##### SUPPLIED RECORDS
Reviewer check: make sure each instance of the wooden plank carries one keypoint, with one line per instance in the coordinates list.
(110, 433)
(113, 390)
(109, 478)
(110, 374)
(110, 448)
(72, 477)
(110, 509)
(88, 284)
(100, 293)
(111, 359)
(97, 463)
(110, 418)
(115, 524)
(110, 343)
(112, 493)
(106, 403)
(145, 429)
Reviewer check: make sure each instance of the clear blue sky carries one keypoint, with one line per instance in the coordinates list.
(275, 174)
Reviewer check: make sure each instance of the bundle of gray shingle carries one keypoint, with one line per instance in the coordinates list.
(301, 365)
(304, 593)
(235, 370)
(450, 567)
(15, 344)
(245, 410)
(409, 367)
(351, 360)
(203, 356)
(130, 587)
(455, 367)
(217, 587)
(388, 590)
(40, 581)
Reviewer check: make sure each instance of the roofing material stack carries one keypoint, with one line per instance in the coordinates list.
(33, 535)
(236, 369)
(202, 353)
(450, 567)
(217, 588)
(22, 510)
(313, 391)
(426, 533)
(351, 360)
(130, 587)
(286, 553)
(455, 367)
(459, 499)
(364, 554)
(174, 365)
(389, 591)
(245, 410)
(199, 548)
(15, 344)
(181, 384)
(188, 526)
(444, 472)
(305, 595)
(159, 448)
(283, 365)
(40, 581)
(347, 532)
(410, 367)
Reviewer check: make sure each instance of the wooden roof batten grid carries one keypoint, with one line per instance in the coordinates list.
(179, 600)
##########
Retype the whole of the material word for word.

§ **RESULT OF THIS EXERCISE**:
Reviewer check: make sure each instance of the wooden plank carries one keypoint, with one line per instance in the coordinates list.
(110, 433)
(113, 390)
(109, 478)
(110, 374)
(110, 448)
(72, 477)
(110, 509)
(88, 284)
(100, 293)
(111, 359)
(97, 463)
(110, 418)
(115, 524)
(110, 343)
(112, 493)
(106, 403)
(145, 429)
Reviewer check: make sure each instance of the clear blue sky carries one keypoint, with one line per instance in the coordinates list.
(275, 174)
Reviewer check: make sure each instance of the bundle of gray shingle carries one keypoint, with one line per instance in the coordinates list.
(301, 365)
(304, 593)
(235, 370)
(450, 567)
(15, 344)
(245, 410)
(409, 367)
(351, 360)
(203, 356)
(130, 587)
(455, 367)
(217, 587)
(388, 590)
(40, 581)
Reviewer check: make sure each instance of the roofing material stack carries one keypoint, with one line per instance in the coordinates list.
(33, 535)
(236, 369)
(202, 353)
(450, 567)
(217, 588)
(22, 510)
(313, 391)
(426, 533)
(351, 360)
(130, 587)
(286, 553)
(455, 367)
(459, 499)
(364, 554)
(174, 365)
(389, 591)
(245, 410)
(199, 548)
(15, 344)
(181, 384)
(188, 526)
(444, 472)
(305, 595)
(159, 448)
(283, 365)
(40, 581)
(347, 532)
(410, 367)
Reviewer check: make sure each instance of the wooden roof batten grid carries one keypoint, with one line per instance in the coordinates list.
(179, 600)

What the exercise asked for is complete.